[start Selected excerpt]
“STAR WARS: THE RISE OF SKYWALKER” — 312 stars — Daisy Ridley, Adam Driver, Oscar Isaac, John Boyega, Carrie Fisher, Ian McDiarmid; PG-13 (sci-fi violence and action); running time: 141 minutes; in general release

SALT LAKE CITY — So this is it, right?

The long, strange outer space trip has finally come to a close. After 40-plus years and eight (primary) films worth of sci-fi action, adventure and increasingly contested drama, “Star Wars: The Rise of Skywalker” has arrived to bring the core “Star Wars” saga in for a landing. For the most part, it’s all the excitement and spectacle you’d hope for, but like Kylo Ren’s reconstituted Darth Vader helmet, there are a few obvious cracks.

When we last left our heroes, 2017’s polarizing “The Last Jedi” left Jedi Knight prodigy Rey (Daisy Ridley) and erstwhile rebel leader General Leia (Carrie Fisher) at the head of a stripped-down band of resistance fighters, trying to keep up the fight against Leia’s estranged son Kylo Ren (Adam Driver) and the fascist First Order bad guys, aka Galactic Empire 2.0.

Joonas Suotamo is Chewbacca, Oscar Isaac is Poe Dameron, Daisy Ridley is Rey and John Boyega is Finn in “Star Wars: The Rise of Skywalker.” | Lucasfilm Ltd.

Things were looking bleak, and as “Rise of Skywalker” opens, not much has changed. Rey is continuing her Jedi training while fellow Resistance fighters Poe Dameron (Oscar Isaac) and Finn (John Boyega) help General Leia to rebuild the cause. But across the galaxy, trouble is brewing.
[end Selected excerpt]
[start Data lines]
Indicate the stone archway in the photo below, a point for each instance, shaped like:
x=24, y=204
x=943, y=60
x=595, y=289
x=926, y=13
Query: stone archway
[end Data lines]
[start Data lines]
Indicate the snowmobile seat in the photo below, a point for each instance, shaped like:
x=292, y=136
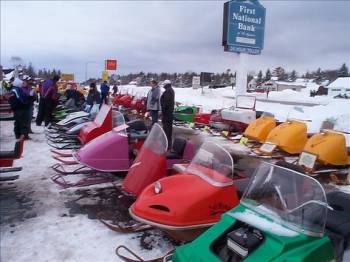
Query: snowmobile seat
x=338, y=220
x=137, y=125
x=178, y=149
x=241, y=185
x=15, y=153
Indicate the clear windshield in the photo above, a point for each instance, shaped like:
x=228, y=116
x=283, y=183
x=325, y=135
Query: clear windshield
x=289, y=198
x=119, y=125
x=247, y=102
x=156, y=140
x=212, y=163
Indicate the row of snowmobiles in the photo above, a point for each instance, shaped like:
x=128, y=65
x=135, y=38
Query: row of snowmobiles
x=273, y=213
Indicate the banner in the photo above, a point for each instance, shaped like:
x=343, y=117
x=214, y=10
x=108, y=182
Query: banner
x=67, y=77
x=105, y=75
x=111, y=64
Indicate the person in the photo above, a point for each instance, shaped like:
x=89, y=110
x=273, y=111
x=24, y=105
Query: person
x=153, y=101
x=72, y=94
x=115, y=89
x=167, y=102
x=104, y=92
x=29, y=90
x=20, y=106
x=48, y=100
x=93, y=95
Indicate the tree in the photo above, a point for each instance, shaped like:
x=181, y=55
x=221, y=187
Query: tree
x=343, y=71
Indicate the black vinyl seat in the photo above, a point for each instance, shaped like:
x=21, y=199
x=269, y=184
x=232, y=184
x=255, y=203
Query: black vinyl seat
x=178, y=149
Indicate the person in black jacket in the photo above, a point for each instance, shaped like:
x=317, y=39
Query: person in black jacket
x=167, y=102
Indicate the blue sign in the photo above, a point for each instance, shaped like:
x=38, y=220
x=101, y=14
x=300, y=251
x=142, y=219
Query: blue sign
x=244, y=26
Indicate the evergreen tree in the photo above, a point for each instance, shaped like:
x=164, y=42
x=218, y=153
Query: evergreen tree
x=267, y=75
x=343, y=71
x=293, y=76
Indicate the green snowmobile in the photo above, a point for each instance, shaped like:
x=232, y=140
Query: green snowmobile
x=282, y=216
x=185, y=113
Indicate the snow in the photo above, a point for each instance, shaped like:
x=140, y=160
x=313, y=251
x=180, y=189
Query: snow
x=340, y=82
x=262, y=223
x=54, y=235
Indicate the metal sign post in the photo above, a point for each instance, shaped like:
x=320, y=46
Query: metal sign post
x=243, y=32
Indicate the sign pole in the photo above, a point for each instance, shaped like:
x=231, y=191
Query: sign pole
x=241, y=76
[end Data lines]
→ Written exercise A: Repeat the passage of the Rise of Skywalker review word for word, starting with "SALT LAKE CITY" and going on through "Galactic Empire 2.0.".
→ Written exercise B: According to the Rise of Skywalker review, what is the film's running time?
Work from the review text alone.

→ Output A:
SALT LAKE CITY — So this is it, right?

The long, strange outer space trip has finally come to a close. After 40-plus years and eight (primary) films worth of sci-fi action, adventure and increasingly contested drama, “Star Wars: The Rise of Skywalker” has arrived to bring the core “Star Wars” saga in for a landing. For the most part, it’s all the excitement and spectacle you’d hope for, but like Kylo Ren’s reconstituted Darth Vader helmet, there are a few obvious cracks.

When we last left our heroes, 2017’s polarizing “The Last Jedi” left Jedi Knight prodigy Rey (Daisy Ridley) and erstwhile rebel leader General Leia (Carrie Fisher) at the head of a stripped-down band of resistance fighters, trying to keep up the fight against Leia’s estranged son Kylo Ren (Adam Driver) and the fascist First Order bad guys, aka Galactic Empire 2.0.

→ Output B: 141 minutes.